START Document segment

By Starla Pointer • Staff Writer • 

McMinnville schools will open Sept. 14 with distance learning

UPDATED with local information.


McMinnville schools will open Sept. 14, a week later than planned, with comprehensive distance learning rather than in-person classes.

The district, which had been considering both distance learning and a hybrid model with in-person classes part of the time, announced the change Tuesday, saying it was "for the safety and security of our community."

Earlier in the day, Gov. Kate Brown and state education and health officials announced that schools could not hold in-person classes unless rates of coronavirus infections stayed at 5% or less for at least three weeks and fewer than 10 cases per 100,000 residents are diagnosed in the seven days prior to reopening.

At this point, most counties do not meet this mark. so most schools wouldn't be able to reopen. Yamhill County had a rate of 6.1 percent the week of July 5, too high for reopening, and rates of 4.0% and 4.5% the weeks of July 12 and July 19.

State officials said they want students to go back to school, especially those in kindergarten through third-grade who would benefit the most from working face-to-face with their teachers. But the infection rate needs to be low so students and educators won't risk getting the virus.

END Document segment
START Recorded data

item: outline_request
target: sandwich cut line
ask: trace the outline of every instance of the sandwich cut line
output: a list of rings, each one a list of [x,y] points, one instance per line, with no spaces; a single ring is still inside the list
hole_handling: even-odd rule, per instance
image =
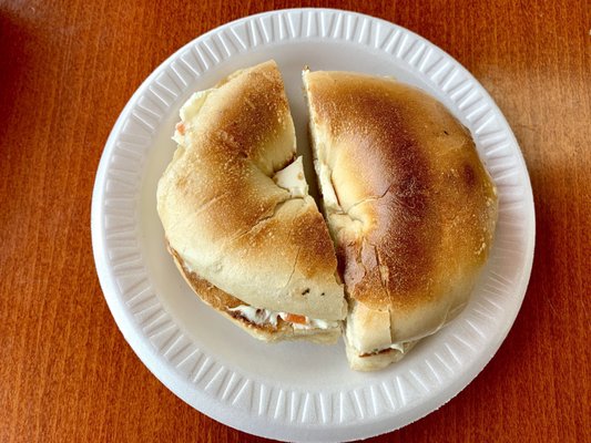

END Recorded data

What you need to do:
Rewrite the McMinnville schools article between "The district, which" and "and July 19.", inclusive, changing "hybrid model" to "blended model". These records were taken from a different source.

Written answer:
The district, which had been considering both distance learning and a blended model with in-person classes part of the time, announced the change Tuesday, saying it was "for the safety and security of our community."

Earlier in the day, Gov. Kate Brown and state education and health officials announced that schools could not hold in-person classes unless rates of coronavirus infections stayed at 5% or less for at least three weeks and fewer than 10 cases per 100,000 residents are diagnosed in the seven days prior to reopening.

At this point, most counties do not meet this mark. so most schools wouldn't be able to reopen. Yamhill County had a rate of 6.1 percent the week of July 5, too high for reopening, and rates of 4.0% and 4.5% the weeks of July 12 and July 19.